Exercise set -
(a) In the Catalfumo opinion, what amount of accountant's fees did the trial court order Mr. Catalfumo to pay on October 5, 1994?
(b) Resume the Catalfumo opinion after its final sentence and carry it forward.

Selection -

On October 5, 1994, in addition to attorney's fees already paid by Mr. Catalfumo on behalf of Mrs. Catalfumo, the trial court granted Mrs. Catalfumo's motion for temporary relief and ordered Mr. Catalfumo to pay $50,000.00 in attorneys' fees and $5,000.00 in accountant's fees. The court stated that it intended this award to be sufficient to pay the amounts owed and to take the case through trial.

In June, 1994, Judge Wennet granted Mr. Catalfumo's motion to set the date of filing as the valuation date for equitable distribution. His order provided that the parties could present further argument on this question. On October 24-27, and December 5, 1994, the trial court conducted hearings on the equitable distribution, prejudgment interest, child support, and other disputed financial issues. Consistent with Judge Wennet's previous order, Judge Gross heard additional testimony and argument concerning the valuation date.

Material -
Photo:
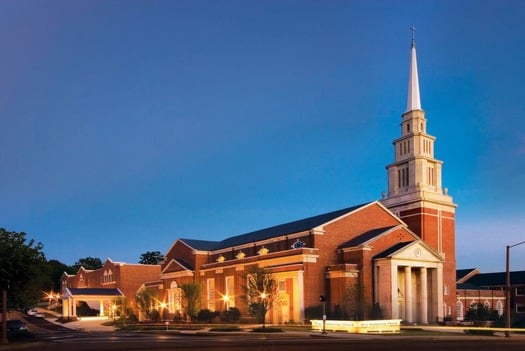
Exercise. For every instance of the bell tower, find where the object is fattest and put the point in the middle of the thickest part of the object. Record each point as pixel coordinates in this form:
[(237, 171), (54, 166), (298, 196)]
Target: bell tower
[(415, 191)]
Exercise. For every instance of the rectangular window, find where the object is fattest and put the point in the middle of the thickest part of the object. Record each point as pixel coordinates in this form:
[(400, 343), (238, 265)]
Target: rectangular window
[(210, 297), (230, 290)]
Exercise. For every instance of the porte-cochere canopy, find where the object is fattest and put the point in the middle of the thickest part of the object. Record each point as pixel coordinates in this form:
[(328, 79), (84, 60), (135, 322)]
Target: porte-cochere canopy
[(99, 296)]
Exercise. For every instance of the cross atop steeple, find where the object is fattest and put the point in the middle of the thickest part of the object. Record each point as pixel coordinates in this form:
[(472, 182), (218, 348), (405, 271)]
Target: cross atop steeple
[(413, 29), (413, 100)]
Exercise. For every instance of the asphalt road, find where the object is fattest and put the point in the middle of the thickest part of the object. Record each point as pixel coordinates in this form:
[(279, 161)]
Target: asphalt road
[(46, 336)]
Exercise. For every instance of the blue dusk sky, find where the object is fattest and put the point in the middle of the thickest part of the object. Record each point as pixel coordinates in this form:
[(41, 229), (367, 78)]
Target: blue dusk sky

Results -
(a) $5,000.00

(b)
Mrs. Catalfumo argued that because the parties were still married at the time of the hearings, it was unfair to ignore the appreciation in value of Mr. Catalfumo's businesses during the period between filing and trial. Mrs. Catalfumo reasoned that she helped increase the properties' values by caring for the children and allowing Mr. Catalfumo to use her share of the marital estate to finance his business ventures. Mr. Catalfumo argued that the valuation date for equitable distribution should be closer to the time of filing for dissolution. He asserted that the court should look at properties in existence at the time of filing and value them as of that date. He did not dispute, however, that if a specific asset was directly related to a subsequently developed property, it should then be included as a marital asset.

The court reaffirmed 1987 as the valuation date for equitable distribution of the parties' assets and further determined that in 1987, the corporations in which Mr. Catalfumo had an interest were valued at $2,303,302.00. The court made provisions in its order for consideration of proposals by either party to determine the value and the equitable distribution of assets not covered in the order. The court also found that for purposes of awarding child support, Mr. Catalfumo's net monthly income was $20,634.00.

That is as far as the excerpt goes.